- _YOUR TASKS_:
• a. Answer these questions using the biography of Georgeanna Seegar Jones:
(i) From which college did she receive her bachelor's degree, and in what year?
(ii) Which hormone did she discover to be produced by the placenta?
(iii) In what year did she make the first description of Luteal Phase Dysfunction?
• b. Reproduce the section of the biography of Georgeanna Seegar Jones that opens with the words "American gynecologist" and closes with "the United States.".
• c. Carry on the biography of Georgeanna Seegar Jones, beginning immediately after its final sentence.

- _SOURCE PASSAGE_:
⟨

- Born: July 6, 1912 Baltimore, Maryland
- Died: March 26, 2005 (aged 92)
- Education: Goucher College (B.A.) Johns Hopkins University (M.D.)
- Known for: Pioneering in-vitro fertilization
- Scientific career
- Fields: Endocrinology Gynecology Obstetrics
- Workplaces: Johns Hopkins University

= Georgeanna Seegar Jones =

American gynecologist

Georgeanna Seegar Jones (July 6, 1912 - March 26, 2005) was an American reproductive endocrinologist who with her husband, Howard W. Jones, pioneered in vitro fertilization in the United States.

==Early life==
She was born July 6, 1912, in Baltimore, Maryland, to J. King Seegar. Her father was a obstetrician, one of the many things that led to Seegar Jones's interest in medicine from a young age. She was raised along with two siblings. She received her bachelor's degree in 1932 from Goucher College and continued to pursue her medical career at Johns Hopkins University School of Medicine. Four years later, in 1936, she got her official medical degree (MD). She completed her training as a house gynecology officer and an acting member of the National Cancer Institute. While attending medical school she met her husband, Howard W. Jones, Jr., whom she married in 1940. Reproductive endocrinology was not yet a subspecialty; in fact, she and her husband's accomplishments have contributed to the successful reproductive endocrinology programs that are offered at Johns Hopkins.

==Career==
As a resident at Johns Hopkins, she discovered that the common pregnancy hormone, human chorionic gonadotropin, hCG was produced by the placenta, not the pituitary gland as originally thought. Thus leading to the development of the hCG pregnancy test that are currently on the market. By the late 1940s, Jones had a copious amount of experience with studying infertility in couples, using endocrinological techniques. At this time, there was no substantial research on endocrinology and the link to infertility so Jones submitted an article of her findings to the American Medical Association titled "Some Newer Aspects of the Management of Infertility". Within this article was the advancements she has made studying the luteal phase defect, a term which Jones is responsible for. In 1949, Jones made the first description of Luteal Phase Dysfunction, and is credited to be the first in using progesterone to treat women with a history of miscarriages, thus allowing many of them to not only conceive, but to deliver healthy babies. The pregnanediol technique was developed by Jones along with other Hopkins members. Conclusions drawn from her individual research showed that low progesterone levels lead to low preganediol levels and provide a greater risk for infertility.

She became the director of Johns Hopkins' Laboratory of Reproductive Physiology and was the Gynecologist-in-Charge of the hospital's gynecologic endocrinology clinic in 1939. She married Howard W. Jones while at Johns Hopkins and they had three children.

⟩

Records excerpted from a collection:
⟨

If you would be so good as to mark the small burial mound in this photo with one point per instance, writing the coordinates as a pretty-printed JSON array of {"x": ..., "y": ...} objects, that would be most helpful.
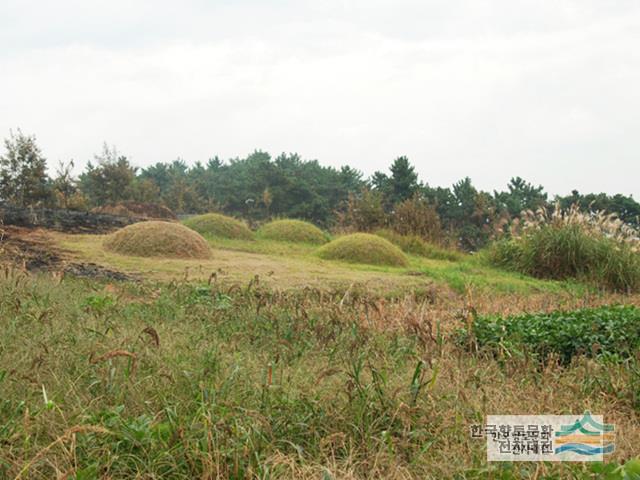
[
  {"x": 158, "y": 239},
  {"x": 364, "y": 248},
  {"x": 293, "y": 231},
  {"x": 217, "y": 225}
]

⟩

- _ANSWERS BY TASK_:
• a.
(i) Goucher College, in 1932.
(ii) Human chorionic gonadotropin (hCG).
(iii) 1949.

• b.
American gynecologist

Georgeanna Seegar Jones (July 6, 1912 - March 26, 2005) was an American reproductive endocrinologist who with her husband, Howard W. Jones, pioneered in vitro fertilization in the United States.

• c.
==Later life==
In 1969, Seegar Jones began to identify and examine what is now known as ovarian resistance syndrome. She demonstrated that stimulation of menopausal gonadotropin leads to the increase in number of eggs that are available and viable for vitro fertilization. In 1978, the same year that UK scientists were successful with in vitro fertilization, the Joneses took an opportunity from EVMS and moved to Norfolk, Virginia to create an IVF program in the United States. This was after the birth of the first test tube baby in the world, Louise Joy Brown, on July 25, 1978, in England. The Joneses created their own IVF program at EVMS. On December 28, 1981, their procedure gave birth to Elizabeth Jordan Carr, the first American test tube baby.

She developed Alzheimer's disease in the late 1990s. Jones died on March 26, 2005, in Portsmouth, Virginia.

== Awards ==
Dr. Seegar Jones was awarded the Distinguished Service Award Medal from the Cosmopolitan Club of Norfolk in 1988 for the advancements she made to in vitro fertilization. She is also a recipient of the Dean's Outstanding Faculty Award from Eastern Virginia Medical School, 1996; and in 1997, the Distinguished Alumnus Award from Johns Hopkins University, also for her contributions to reproductive endocrinology and success she made with IVF. In 2000 she received the Distinguished Scientist Award from the Gynecologic Investigation.

She was one of the first in her field to train medical students, residents and fellows for several schools. Many of her students went on to make contributions to academic medicine themselves. In 1979, Dr. Seegar Jones was the first woman to be named President of the American Fertility Society. On September 24, 2026 she is being inducted into the National Women's Hall of Fame (located in Seneca Falls, New York).